▶ **Set problem**
Emit a verbatim copy of the lines running from the line with "of the backyard" through the end of the material below.

▶ **Records for processing**
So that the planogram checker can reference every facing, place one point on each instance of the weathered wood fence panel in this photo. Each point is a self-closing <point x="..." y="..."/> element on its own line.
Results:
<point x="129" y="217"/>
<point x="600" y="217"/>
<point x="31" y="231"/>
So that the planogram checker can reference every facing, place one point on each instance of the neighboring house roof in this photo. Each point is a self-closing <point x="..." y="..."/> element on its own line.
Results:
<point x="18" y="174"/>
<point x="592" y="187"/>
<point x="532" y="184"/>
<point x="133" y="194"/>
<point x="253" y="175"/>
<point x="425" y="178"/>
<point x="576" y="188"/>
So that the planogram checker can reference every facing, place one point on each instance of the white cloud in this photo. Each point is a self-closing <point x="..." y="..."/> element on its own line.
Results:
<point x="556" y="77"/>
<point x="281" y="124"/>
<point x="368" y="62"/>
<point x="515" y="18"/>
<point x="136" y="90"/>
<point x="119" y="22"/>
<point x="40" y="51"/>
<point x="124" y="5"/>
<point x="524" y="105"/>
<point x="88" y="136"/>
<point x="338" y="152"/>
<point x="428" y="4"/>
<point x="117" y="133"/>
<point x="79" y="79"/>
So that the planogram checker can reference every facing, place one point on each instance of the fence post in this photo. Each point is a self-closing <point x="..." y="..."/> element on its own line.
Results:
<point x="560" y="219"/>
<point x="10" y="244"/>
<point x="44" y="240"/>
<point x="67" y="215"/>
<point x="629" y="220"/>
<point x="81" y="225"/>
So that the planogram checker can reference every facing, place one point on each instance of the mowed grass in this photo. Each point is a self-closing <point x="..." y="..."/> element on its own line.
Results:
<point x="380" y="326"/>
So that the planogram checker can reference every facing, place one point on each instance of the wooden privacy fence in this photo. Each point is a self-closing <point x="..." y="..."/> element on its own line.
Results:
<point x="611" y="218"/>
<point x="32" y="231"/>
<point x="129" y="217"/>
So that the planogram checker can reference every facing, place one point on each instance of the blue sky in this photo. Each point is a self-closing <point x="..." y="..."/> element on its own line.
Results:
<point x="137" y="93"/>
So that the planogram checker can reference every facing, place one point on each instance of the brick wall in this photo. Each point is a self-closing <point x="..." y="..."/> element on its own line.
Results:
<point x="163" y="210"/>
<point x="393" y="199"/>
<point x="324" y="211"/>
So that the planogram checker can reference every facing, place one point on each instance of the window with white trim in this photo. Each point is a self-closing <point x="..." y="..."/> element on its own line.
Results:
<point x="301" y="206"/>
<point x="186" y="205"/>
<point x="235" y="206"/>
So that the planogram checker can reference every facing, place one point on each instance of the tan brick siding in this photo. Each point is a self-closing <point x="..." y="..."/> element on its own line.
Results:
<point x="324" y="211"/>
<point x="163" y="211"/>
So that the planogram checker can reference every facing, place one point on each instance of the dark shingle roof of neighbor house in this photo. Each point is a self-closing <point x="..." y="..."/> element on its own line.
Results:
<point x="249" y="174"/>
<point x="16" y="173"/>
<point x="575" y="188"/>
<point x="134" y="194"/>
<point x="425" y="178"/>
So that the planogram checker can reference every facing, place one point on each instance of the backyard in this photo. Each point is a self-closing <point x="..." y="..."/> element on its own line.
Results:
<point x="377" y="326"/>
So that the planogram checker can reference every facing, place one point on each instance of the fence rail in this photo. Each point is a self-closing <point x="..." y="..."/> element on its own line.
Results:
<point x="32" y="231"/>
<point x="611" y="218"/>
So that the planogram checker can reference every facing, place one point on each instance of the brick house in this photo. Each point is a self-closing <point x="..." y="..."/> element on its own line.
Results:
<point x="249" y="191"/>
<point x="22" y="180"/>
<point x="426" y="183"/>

▶ **Task solution**
So that the planogram checker can reference every facing, place one point on each instance of the backyard in this photo. Each point is a self-closing <point x="..." y="..."/> element on its own line.
Results:
<point x="377" y="326"/>
So that the planogram checker can reference every facing, place one point on each instance of the fence rail in this photo. Each point is a self-closing <point x="..." y="..."/> element on its own line.
Results:
<point x="32" y="231"/>
<point x="611" y="218"/>
So that the planogram checker can reference every facing, place one point on each instance of the brick house in this photo. Each point is a self-closing <point x="..." y="..."/> element on its own line.
Results:
<point x="249" y="191"/>
<point x="22" y="180"/>
<point x="426" y="183"/>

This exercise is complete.